>> begin Dataset
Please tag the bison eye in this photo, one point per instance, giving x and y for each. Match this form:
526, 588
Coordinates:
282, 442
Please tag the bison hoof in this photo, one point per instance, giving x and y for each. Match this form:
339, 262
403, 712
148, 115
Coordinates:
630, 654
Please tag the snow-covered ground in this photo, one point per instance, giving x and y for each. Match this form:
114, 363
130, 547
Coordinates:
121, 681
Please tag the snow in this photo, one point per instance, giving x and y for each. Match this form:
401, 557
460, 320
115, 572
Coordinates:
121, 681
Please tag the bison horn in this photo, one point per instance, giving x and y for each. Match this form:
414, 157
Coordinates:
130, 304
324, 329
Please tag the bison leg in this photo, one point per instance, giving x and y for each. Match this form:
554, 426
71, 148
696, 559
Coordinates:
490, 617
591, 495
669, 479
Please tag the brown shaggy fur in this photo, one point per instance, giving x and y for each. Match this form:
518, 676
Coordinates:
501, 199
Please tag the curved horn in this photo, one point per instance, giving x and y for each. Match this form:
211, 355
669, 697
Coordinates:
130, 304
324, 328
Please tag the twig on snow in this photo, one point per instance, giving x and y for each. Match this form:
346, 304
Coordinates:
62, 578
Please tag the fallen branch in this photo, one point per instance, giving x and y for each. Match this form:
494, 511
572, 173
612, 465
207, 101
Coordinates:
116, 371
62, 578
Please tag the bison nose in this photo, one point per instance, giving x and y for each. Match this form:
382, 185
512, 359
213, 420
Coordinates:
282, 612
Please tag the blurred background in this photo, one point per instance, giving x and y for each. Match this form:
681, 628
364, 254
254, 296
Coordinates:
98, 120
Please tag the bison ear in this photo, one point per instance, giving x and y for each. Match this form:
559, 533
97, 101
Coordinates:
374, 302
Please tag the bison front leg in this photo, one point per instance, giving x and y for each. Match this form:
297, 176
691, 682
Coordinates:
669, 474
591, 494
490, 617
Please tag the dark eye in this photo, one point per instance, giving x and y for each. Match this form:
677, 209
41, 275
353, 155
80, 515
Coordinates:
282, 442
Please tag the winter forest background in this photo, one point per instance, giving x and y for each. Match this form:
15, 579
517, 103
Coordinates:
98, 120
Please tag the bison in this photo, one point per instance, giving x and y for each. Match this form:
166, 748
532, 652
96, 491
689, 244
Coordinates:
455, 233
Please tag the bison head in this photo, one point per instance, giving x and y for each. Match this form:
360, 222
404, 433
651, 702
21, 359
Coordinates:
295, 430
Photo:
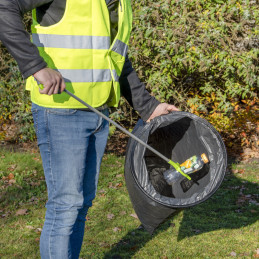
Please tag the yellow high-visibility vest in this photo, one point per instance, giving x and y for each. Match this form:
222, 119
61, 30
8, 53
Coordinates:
79, 47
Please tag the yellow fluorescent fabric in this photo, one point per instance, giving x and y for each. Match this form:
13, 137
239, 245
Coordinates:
79, 47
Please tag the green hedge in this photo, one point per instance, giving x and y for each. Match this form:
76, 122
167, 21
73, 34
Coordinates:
200, 55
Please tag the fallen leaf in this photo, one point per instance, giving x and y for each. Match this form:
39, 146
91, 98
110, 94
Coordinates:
21, 212
110, 216
117, 185
256, 255
233, 254
12, 167
30, 227
11, 176
116, 229
12, 181
134, 215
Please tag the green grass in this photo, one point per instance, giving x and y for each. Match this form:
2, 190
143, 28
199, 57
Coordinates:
226, 223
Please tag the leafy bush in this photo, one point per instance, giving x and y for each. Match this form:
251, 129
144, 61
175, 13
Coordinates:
16, 124
200, 55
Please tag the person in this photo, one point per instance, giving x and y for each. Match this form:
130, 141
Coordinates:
80, 45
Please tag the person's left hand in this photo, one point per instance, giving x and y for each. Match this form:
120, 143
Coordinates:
161, 109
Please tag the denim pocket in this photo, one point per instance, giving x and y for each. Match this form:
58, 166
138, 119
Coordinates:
61, 111
35, 118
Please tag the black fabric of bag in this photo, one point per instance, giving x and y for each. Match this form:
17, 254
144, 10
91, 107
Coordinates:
178, 136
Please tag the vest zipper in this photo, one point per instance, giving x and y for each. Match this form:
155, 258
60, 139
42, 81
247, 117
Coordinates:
114, 1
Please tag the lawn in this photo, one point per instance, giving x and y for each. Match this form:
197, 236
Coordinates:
224, 226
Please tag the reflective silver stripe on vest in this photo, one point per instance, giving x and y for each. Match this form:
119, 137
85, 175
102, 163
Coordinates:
87, 75
71, 41
120, 48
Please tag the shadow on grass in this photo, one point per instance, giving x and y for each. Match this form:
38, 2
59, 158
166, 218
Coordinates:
233, 206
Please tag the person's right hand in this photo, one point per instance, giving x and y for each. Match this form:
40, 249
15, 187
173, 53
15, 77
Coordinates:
51, 80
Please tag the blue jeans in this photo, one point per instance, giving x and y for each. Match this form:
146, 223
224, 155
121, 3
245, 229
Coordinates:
72, 144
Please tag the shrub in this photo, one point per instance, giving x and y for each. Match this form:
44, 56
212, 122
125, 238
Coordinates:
200, 55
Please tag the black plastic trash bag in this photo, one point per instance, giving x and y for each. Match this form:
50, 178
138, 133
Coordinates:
179, 136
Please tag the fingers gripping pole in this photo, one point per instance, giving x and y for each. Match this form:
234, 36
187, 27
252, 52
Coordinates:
175, 165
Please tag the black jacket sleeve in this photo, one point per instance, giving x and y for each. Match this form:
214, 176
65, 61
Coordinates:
135, 92
16, 39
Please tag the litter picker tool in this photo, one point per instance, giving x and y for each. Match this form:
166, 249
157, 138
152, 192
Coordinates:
169, 161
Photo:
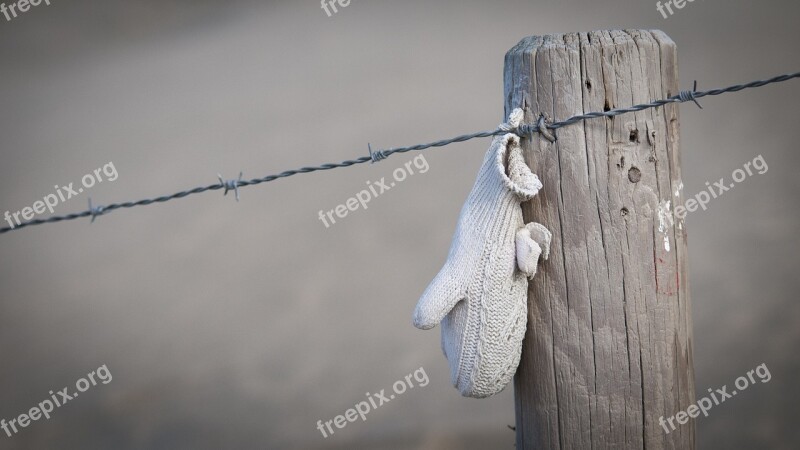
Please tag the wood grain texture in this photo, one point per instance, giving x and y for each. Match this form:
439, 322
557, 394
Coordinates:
608, 348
>> end Dataset
Objective - Strip the images and reproduce the remaining records precisely.

Response -
Please tag the bison eye in this photo, one point per instance, giving x and y for each. Match this form:
526, 588
Coordinates:
282, 442
Please tag the bison hoof in this photo, one point per instance, giving x and y for each. Match this form:
339, 262
403, 712
148, 115
Coordinates:
630, 654
Please tag the snow-covered ground in this photo, one point per instance, giving x and y for each. Match this form:
114, 363
130, 547
Coordinates:
121, 681
Please tag the snow in this photo, one point per instance, giving x and y for each. Match this form:
401, 557
460, 320
115, 572
Coordinates:
121, 681
Please tag the bison horn in this photo, one point per instance, giving x and y for each. Match this form:
414, 157
Coordinates:
130, 304
324, 329
Please tag the bison leg in this photo, one point per instance, giving x and y for each. Match this form:
554, 426
71, 148
696, 559
Coordinates:
490, 617
591, 495
669, 479
Please tag the brown shaggy fur in this photo, one point per instance, giving x and y for each. Match this form:
518, 676
Coordinates:
501, 199
Please tag the curved horn in this photo, one point per instance, giving x and y for each. Match this form:
211, 355
669, 697
Coordinates:
130, 304
324, 328
Please tag the twig on snow in this photo, one point per instance, giving x and y for each. Match this form:
346, 304
Coordinates:
62, 578
Please tag the fallen branch in this photo, one point per instance, giving x and y for each. Match this form:
494, 511
572, 173
612, 465
207, 101
Coordinates:
116, 371
62, 578
Please tag the bison nose in this photo, one point per instance, giving x and y for each. Match this form:
382, 185
512, 359
213, 420
Coordinates:
282, 612
Please tag the blurred background in this photo, one point per instance, giving x and y for each. Match this form:
681, 628
364, 254
254, 296
Coordinates:
98, 120
Please tag the bison ear in this photo, one point per instance, giving x and y for each. Match this form:
559, 533
97, 101
Coordinates:
374, 302
Please tag the bison front leg in this photo, one point per instance, giving x and y for each. Match this form:
297, 176
691, 682
Coordinates:
669, 474
591, 494
490, 617
Please tag the dark eye in this photo, one point per instance, giving x and y for each. Match this form:
677, 209
41, 275
353, 155
80, 515
Coordinates:
282, 442
Please tag the winter forest background in this photo, one point per instance, giving x and y for each. Match this form:
15, 579
517, 103
Coordinates:
98, 120
Please tag the bison in this photo, one point per instance, giving x and y for each. Match this form:
166, 748
532, 652
96, 491
689, 244
Coordinates:
455, 233
Please tag the bison head in this photo, one point per instance, giving x and y for each. Match this form:
360, 222
404, 433
651, 702
21, 359
Coordinates:
295, 430
Photo:
Please tag the yellow high-visibility vest in this photo, one point per instance, giving x and y for each. Match this form:
222, 119
61, 30
8, 53
Coordinates:
79, 47
Please tag the yellow fluorescent fabric in this photo, one point per instance, giving x and y for each. Match this form:
13, 137
239, 245
Coordinates:
79, 47
Please tag the green hedge in this photo, one point per instance, giving x and y for each. Match this form:
76, 122
167, 21
73, 34
Coordinates:
200, 55
Please tag the fallen leaf in this photo, one point per instance, giving x and y for each. Match this form:
39, 146
91, 98
110, 94
Coordinates:
21, 212
110, 216
117, 185
256, 255
233, 254
12, 167
30, 227
11, 176
116, 229
12, 181
134, 215
Please tag the green grass in this photo, one point per instance, giving x and y for each. Match this form:
2, 190
143, 28
199, 57
Coordinates:
226, 223
Please tag the leafy bush in this photo, one point per instance, giving x and y for each. Match this form:
251, 129
144, 61
175, 13
Coordinates:
16, 124
200, 55
Please tag the person in this photo, one point per instance, giving x and y for each. Match this form:
130, 141
Coordinates:
80, 45
Please tag the person's left hand in this photo, one point per instance, giving x and y for each. Match this form:
120, 143
Coordinates:
161, 109
Please tag the denim pocket in this photo, one point per instance, giving x and y for each. Match this form:
58, 166
138, 119
Coordinates:
61, 111
35, 118
Please tag the black fabric of bag in this photo, one point per instance, giving x and y for each. Match this form:
17, 254
144, 10
91, 107
Coordinates:
178, 136
Please tag the vest zipper in this photo, one point per instance, giving x and y for each. Match this form:
155, 258
60, 139
42, 81
247, 117
Coordinates:
114, 1
Please tag the lawn in this photo, one point per instance, giving x and y for each. Match this form:
197, 236
Coordinates:
224, 226
Please tag the reflective silver stripe on vest in this photo, one point per instance, giving x and y for each. Match this form:
119, 137
85, 175
102, 163
Coordinates:
87, 75
71, 41
120, 48
Please tag the shadow on grass in this photo, one point per instance, giving x and y for each. Match this form:
38, 2
59, 158
166, 218
Coordinates:
233, 206
Please tag the person's right hand in this photo, one point per instance, giving x and y for each. Match this form:
40, 249
15, 187
173, 53
15, 77
Coordinates:
51, 80
Please tag the blue jeans in this photo, one point per instance, giving x and y for each. Match this form:
146, 223
224, 155
121, 3
245, 229
Coordinates:
72, 144
Please tag the shrub in this photo, one point per instance, giving x and y for each. Match this form:
44, 56
212, 122
125, 238
Coordinates:
200, 55
Please tag the black plastic trash bag in this photo, one point per instance, giving x and y for each. Match this form:
50, 178
138, 133
Coordinates:
179, 136
Please tag the fingers gripping pole in this photo, one point per instance, giving x and y for each. Match this form:
234, 36
187, 27
252, 52
Coordinates:
175, 165
Please tag the black jacket sleeve in this photo, one point per instance, giving x and y for each. Match this form:
214, 176
65, 61
Coordinates:
135, 92
16, 39
Please tag the litter picker tool in this photo, one point per instance, giving x and y for each. Match this form:
166, 249
157, 138
152, 192
Coordinates:
169, 161
Photo:
Please tag the wood grain texture in this photo, one point per instance, giving x and y for each. Match this form:
439, 322
557, 394
Coordinates:
608, 348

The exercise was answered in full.